## Selected excerpt
**********
CBS Detroit – In an article by the Free Press, Michigan Court of Claims Judge Christopher Murray ruled Governor Whitmer went beyond her authority when she set out for possible felony penalties for companies who violated her emergency orders concerning workspace safety from COVID-19.
Judge Murray wrote the most severe penalty the Governor has authorization according to Michigan law is a misdemeanor. Governor’s Whitmers Executive Order which set out requirements on everything from social distancing to employee screening and other measures said that any violation would be part of the Michigan Occupational Safety and Health Act (MIOSHA).
The Governor’s office cited that according to the MIOSHA act, fines could be up to $70,000 and possible felony convictions. Which according to the act, could bring violators up to 3 years in state prison. Judge Murray ruled that the statutes Governor Whitmer used to enforce her EO’s, can only levee misdemeanor fines and penalties for convictions. Making fines a lot less than the felonies the Governor’s office was seeking.
According to the Free Press, Judge Murray wrote in his order, “There is simply no room within the unambiguous statutory language for adding additional penalties, let alone incorporating different, and more severe penalties from a separate statutory scheme such as the felony charges and increased fines set forth in MIOSHA.”
**********
## Information
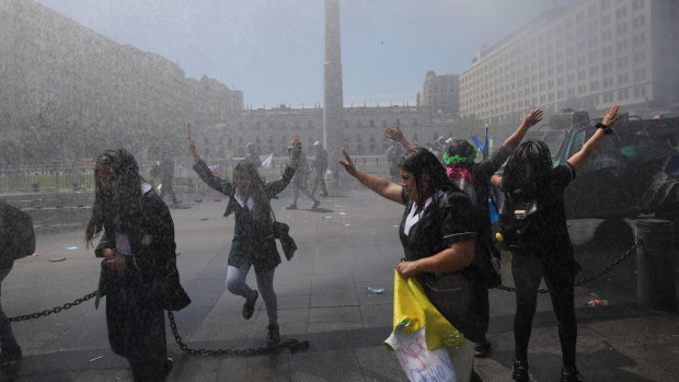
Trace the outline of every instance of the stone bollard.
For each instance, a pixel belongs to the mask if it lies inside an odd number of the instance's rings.
[[[659,219],[636,221],[636,301],[640,305],[677,310],[676,256],[672,222]]]

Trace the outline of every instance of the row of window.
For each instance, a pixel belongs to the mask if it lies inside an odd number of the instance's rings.
[[[579,95],[584,95],[586,93],[585,89],[578,89],[578,92],[580,91],[583,92],[583,94],[579,94]],[[483,111],[481,113],[477,113],[477,115],[481,118],[487,118],[487,117],[496,116],[499,114],[510,113],[519,108],[531,109],[538,105],[544,105],[546,103],[553,103],[556,101],[565,101],[569,97],[573,97],[574,95],[575,95],[575,91],[573,89],[568,89],[567,96],[566,96],[566,93],[564,93],[563,91],[560,91],[556,94],[550,93],[548,95],[541,95],[540,97],[533,97],[531,100],[526,100],[523,102],[518,102],[511,105],[504,105],[500,107],[496,107],[491,111]],[[631,99],[631,96],[634,99],[640,99],[640,97],[646,97],[647,95],[648,95],[648,92],[647,92],[646,85],[640,85],[640,86],[619,89],[617,91],[611,91],[611,92],[605,92],[600,95],[594,95],[594,103],[595,105],[598,105],[599,101],[601,101],[601,103],[610,104],[615,101],[628,101]],[[475,111],[473,109],[464,109],[463,114],[476,114],[474,112]]]
[[[343,126],[345,128],[350,128],[352,126],[349,125],[348,120],[343,120]],[[375,119],[369,119],[367,123],[364,123],[361,120],[356,120],[355,127],[357,128],[364,128],[364,127],[376,127],[376,123]],[[387,119],[382,119],[381,120],[381,127],[388,127],[388,126],[402,126],[401,125],[401,118],[396,118],[394,120],[392,120],[392,123],[389,123]],[[411,126],[417,127],[419,126],[419,123],[417,119],[412,119],[411,120]],[[243,123],[239,123],[237,126],[239,131],[244,131],[244,130],[255,130],[255,131],[260,131],[263,130],[263,124],[257,121],[254,124],[243,124]],[[266,130],[288,130],[289,128],[292,128],[295,130],[313,130],[313,129],[320,129],[320,124],[313,123],[311,120],[309,120],[306,125],[300,125],[300,123],[296,121],[291,125],[288,125],[288,123],[283,121],[279,124],[275,124],[273,121],[269,121],[266,124]]]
**********
## Tasks to carry out
1. Print the article on Judge Murray's ruling about Governor Whitmer's penalties word for word, everything from "Judge Murray wrote the" down to "office was seeking.".
2. Carry on the news article about Judge Murray's ruling on Governor Whitmer's COVID-19 penalties from the point where it stops.

## Solved tasks
1.
Judge Murray wrote the most severe penalty the Governor has authorization according to Michigan law is a misdemeanor. Governor’s Whitmers Executive Order which set out requirements on everything from social distancing to employee screening and other measures said that any violation would be part of the Michigan Occupational Safety and Health Act (MIOSHA).
The Governor’s office cited that according to the MIOSHA act, fines could be up to $70,000 and possible felony convictions. Which according to the act, could bring violators up to 3 years in state prison. Judge Murray ruled that the statutes Governor Whitmer used to enforce her EO’s, can only levee misdemeanor fines and penalties for convictions. Making fines a lot less than the felonies the Governor’s office was seeking.

2.
Governor Whitmer has since canceled the May 21st order, but the current order still has the MIOSHA wording in it. Courtney Convington a spokesperson for Attorney General Dana Nessel, said that they are currently reviewing the ruling considering further steps. It isn’t clear yet if the Governor’s office will appeal.
The lawsuit was filed by Associated Builders & Contractors of Michigan and DJ’s Lawn Service, Inc. The one count of their lawsuit was granted immediate victory, however other issues in the case are still being considered.
As reported by the Free Press, the Associated Builders & Contractors claim “new unconstitutional power grabs that strip local authorities of their enforcement power, set impossible legal compliance standards, and threaten workers and employers with draconian penalties from state agencies.”
Both the Associated Builders & Contractors of Michigan and Michigan AFL-CIO say Michigan workers do have redress if they feel their employers are violating safety issues on the job site pertaining to the Governor’s COVID-19 regulations or applicable MIOSHA laws.